WHAT YOU NEED TO DO:
1/ Answer these about the forum thread on healing surges and hit points:
(a) In the line rounser quotes, what name does it say healing surges could have been given instead?
(b) What name does Garthanos propose for a deeper reserve of hit points?
(c) In the opening paragraph, what might "bloodied" include for a tough barbarian?
2/ Continue the forum thread on healing surges and hit points, picking up right after its last post.

TEXT PASSAGE:
+++

The term bloodied while sounding problematic has various visualizations mentioned ranging from sweaty, shaken, winded or actually you just had your first hit and they have first blood... for a true tough guy barbarian this might include numerous superficial wounds or wounds of no real consequence that will heal on there own. Picture it based on your character.


----------



## rounser (Mar 5, 2010)

> Healing surges are abstract deep hitpoints...which by the way is a crappy name and we are only being forgiving because it is familiar as hell they could have called them hero points.



Nuh uh, attacking the old stuff to distract from the problem with the new stuff will not work.  HP = abstract name.  HS = distractingly and misleadingly specific name which doesn't convey intention or "game reality", and challenges suspension of disbelief.  In other words, the specific yet misleading term "healing surge" is a poorer design than even the abstract "hit points".  It's even more difficult to envision than hit points, which don't ask you to think about them except when damaged or healed.


----------



## Garthanos (Mar 5, 2010)

rounser said:


> Nuh uh, attacking the old stuff to distract from the problem with the new stuff will not work.  HP = abstract name.



Both are describing abstract things... how in hell one describes a deeper reserve of the other. Perhaps hit reserve. 

The way in which healing surges are typically used or present... is a sudden burst of renewed... vigor. Ther is another better term which could have been used in place of hit points. 

Which deserves the attack because it does imply something which it doesnt do... it implies it tells you something about hitting and it doesnt have anything to do with it.

Hit points and healing surges are intertwined ... at some level represented being fatigued you could loose a healing surge or smaller quantities hit points.


----------



## Garthanos (Mar 5, 2010)

And preists refer to spiritual healing all the time effectively meaning restoring morale (a component mentioned in our little abstraction) when real language is used in that way you are blowing smoke.
 If you want healing to be heal wound.. you would call it heal wound.. if you want a "general" abstract heal you call it healing when it typically and normally occurs in a burst like a surge of vigor calling it a healing surge seems to work fine.


----------



## rounser (Mar 5, 2010)

> And preists refer to spiritual healing all the time effectively meaning restoring morale



Oh please.  You're reeeeeaaaaaaaalllly stretching here.  I think that speaks for itself.

+++

INFORMATION PROVIDED:
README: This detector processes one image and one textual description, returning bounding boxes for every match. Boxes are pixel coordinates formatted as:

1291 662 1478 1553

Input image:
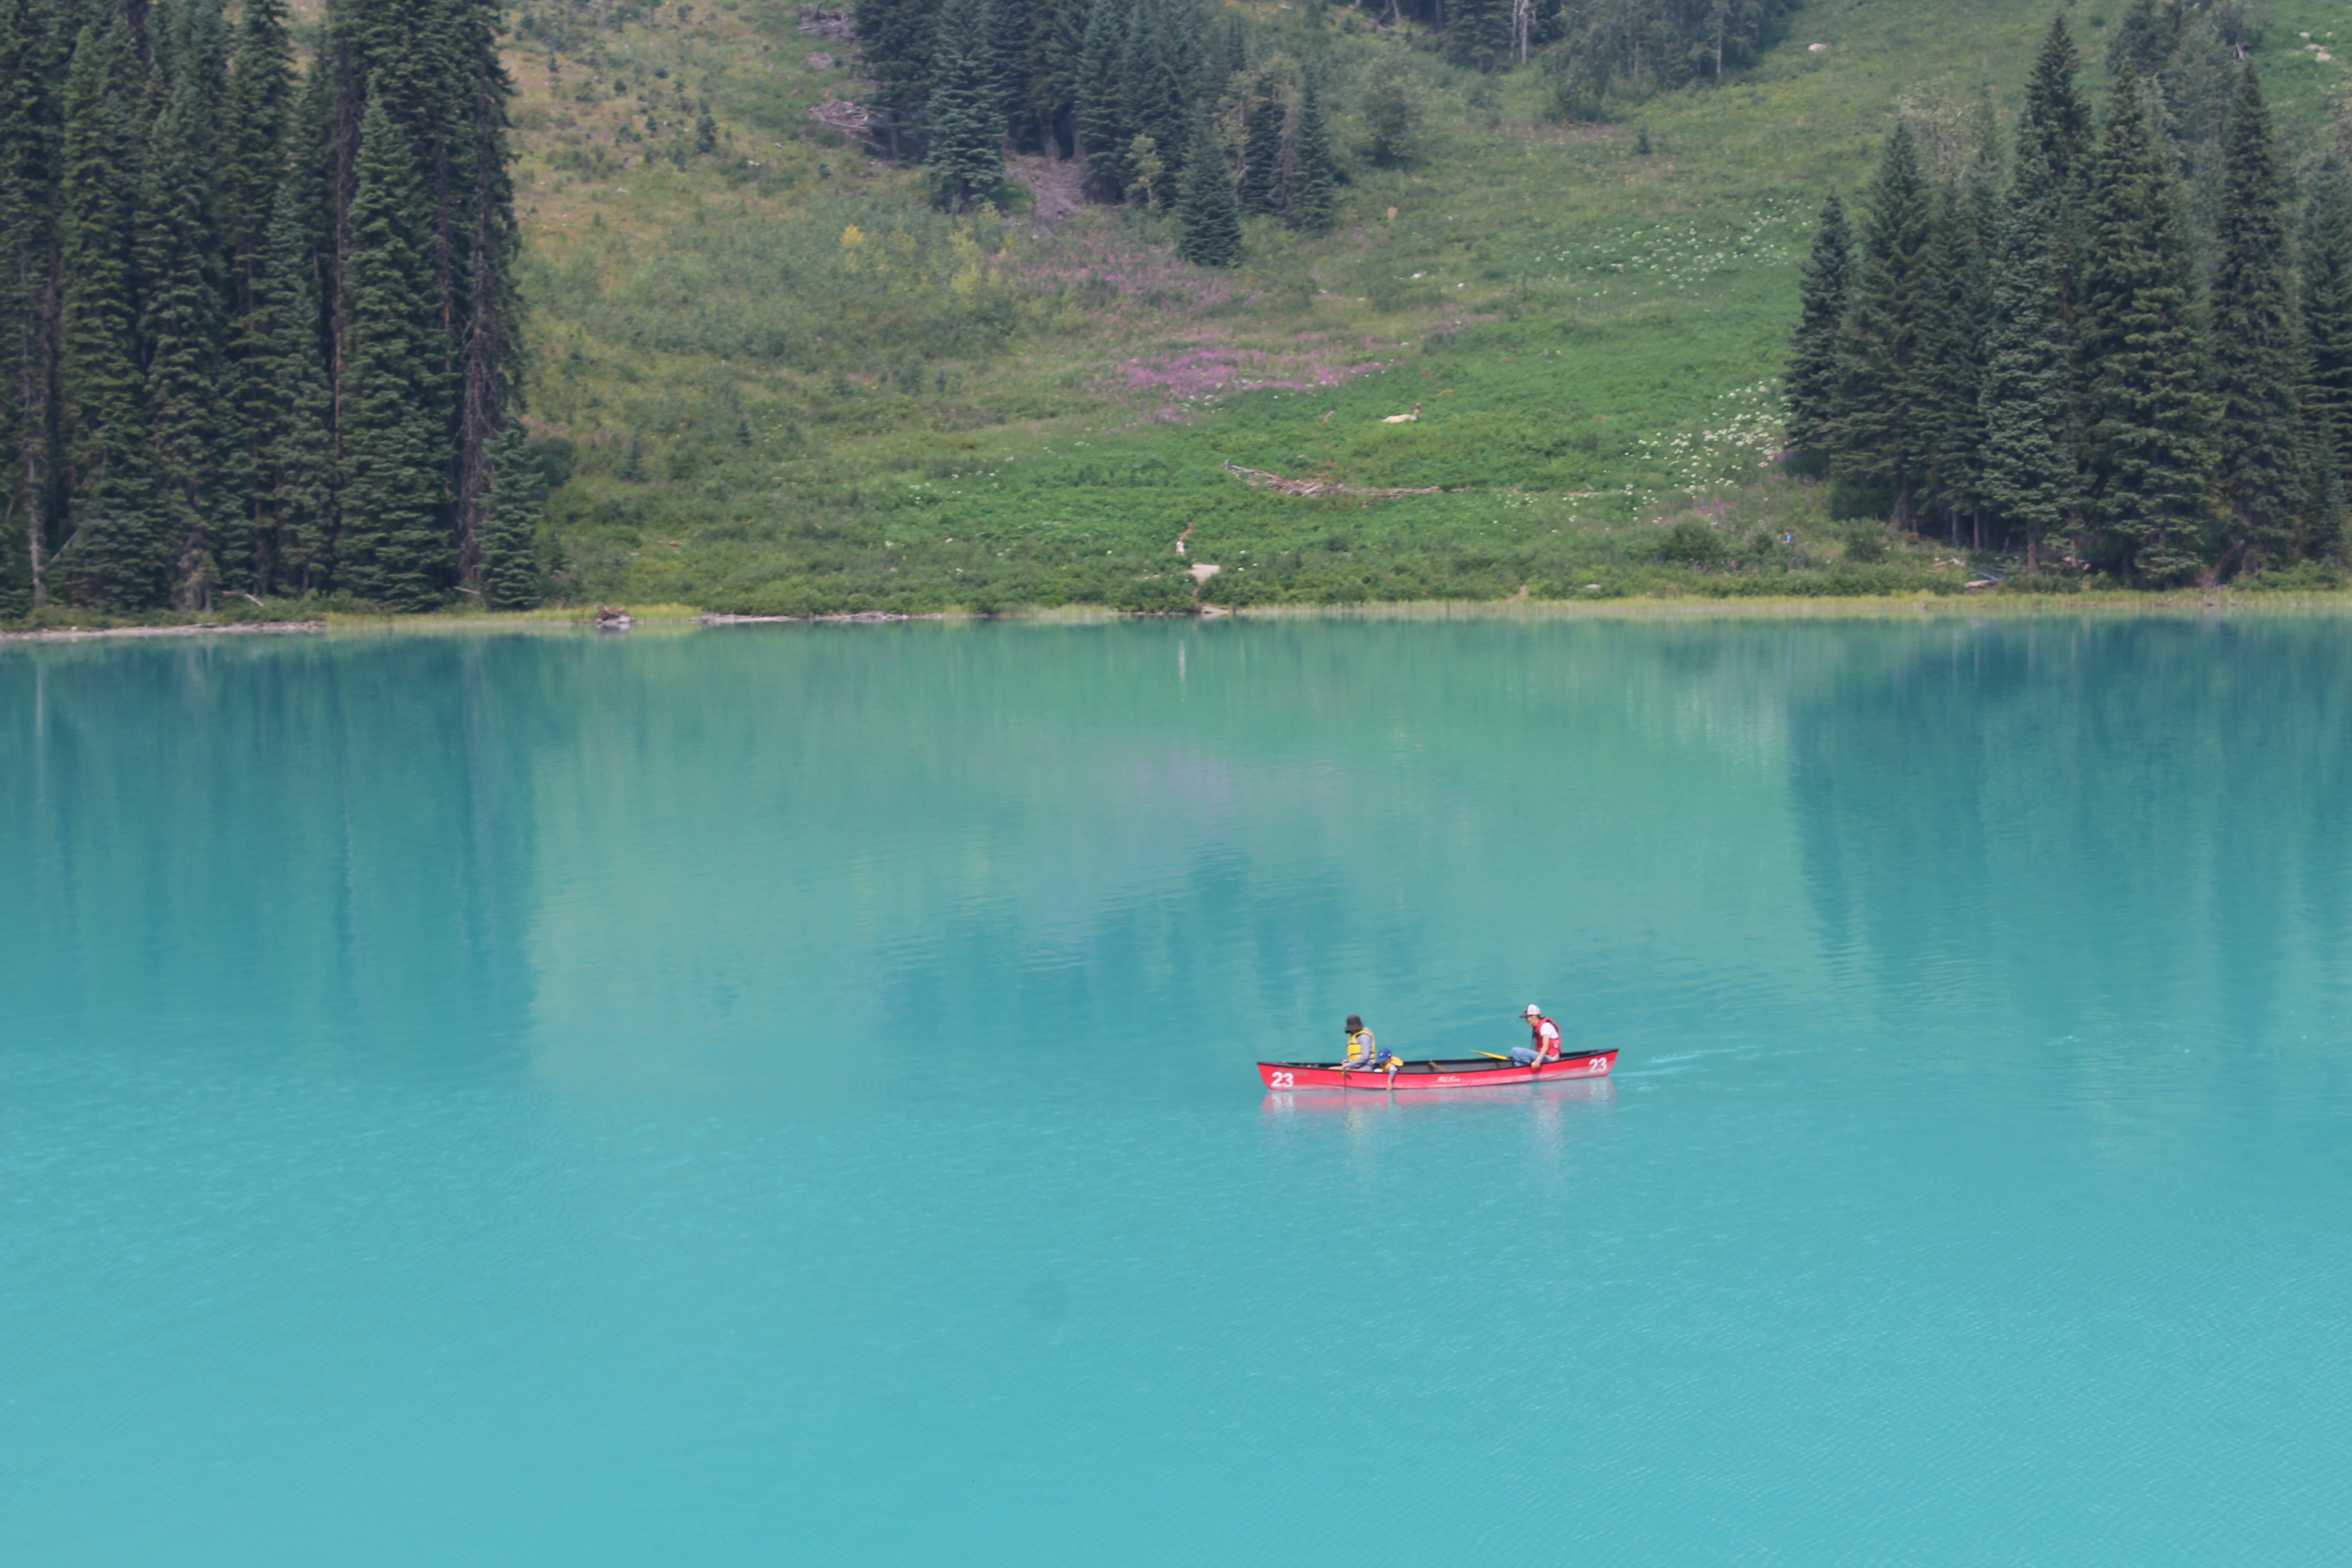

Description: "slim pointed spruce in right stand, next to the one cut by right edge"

+++

SOLVED PROBLEMS:
1/
(a) Hero points.
(b) Hit reserve.
(c) Many superficial wounds, or wounds of no real consequence that will heal on their own.

2/
----------



## Raven Crowking (Mar 5, 2010)

JohnSnow said:


> Actually, I don't say that Fourth Edition D&D is D&D. The NAME on the cover of the books says that. That, and only that, is the definition of whether a game is "D&D" or isn't.





The trademark is owned by WotC, but the identity of that trademark is not.

The trademark is valuable to WotC because it represents some meaning in the minds of consumers.  When someone says "X is not D&D", they are not saying that the trademark has not been applied; they are saying it no longer falls within the meaning that the trademark previously represented.

Slapping "D&D" on something is not enough to make it "D&D".  

Perception of the represented meaning is, of course, highly subjective.  When one uses the term "D&D", they are really being no less vague than when they use the term "videogamey".  

-----> WARNING!  ATTEMPT TO BE FUNNY!  MAY FALL FLAT! <---------

You should really be saying "D&D Trademarked Games of the 4th Edition" if you don't want to confuse people, and if you don't want anyone to be insulted by your characterization of the represented meaning of "D&D".

Otherwise, you might be mistaken for a troll.


----------



## ST (Mar 5, 2010)

The idea of Healing Surges or Second Winds represents the idea that someone may be physically battered, bruised, and worn down, but can come back "from behind" and win a fight. It's present in pretty much any situation in a TV or movie where someone's losing a fight and comes from behind. In older editions of D&D, you might have modeled that same situation as one where someone was rolling poorly and then suddenly got a few crits. Either's a valid interpretation of this common situation.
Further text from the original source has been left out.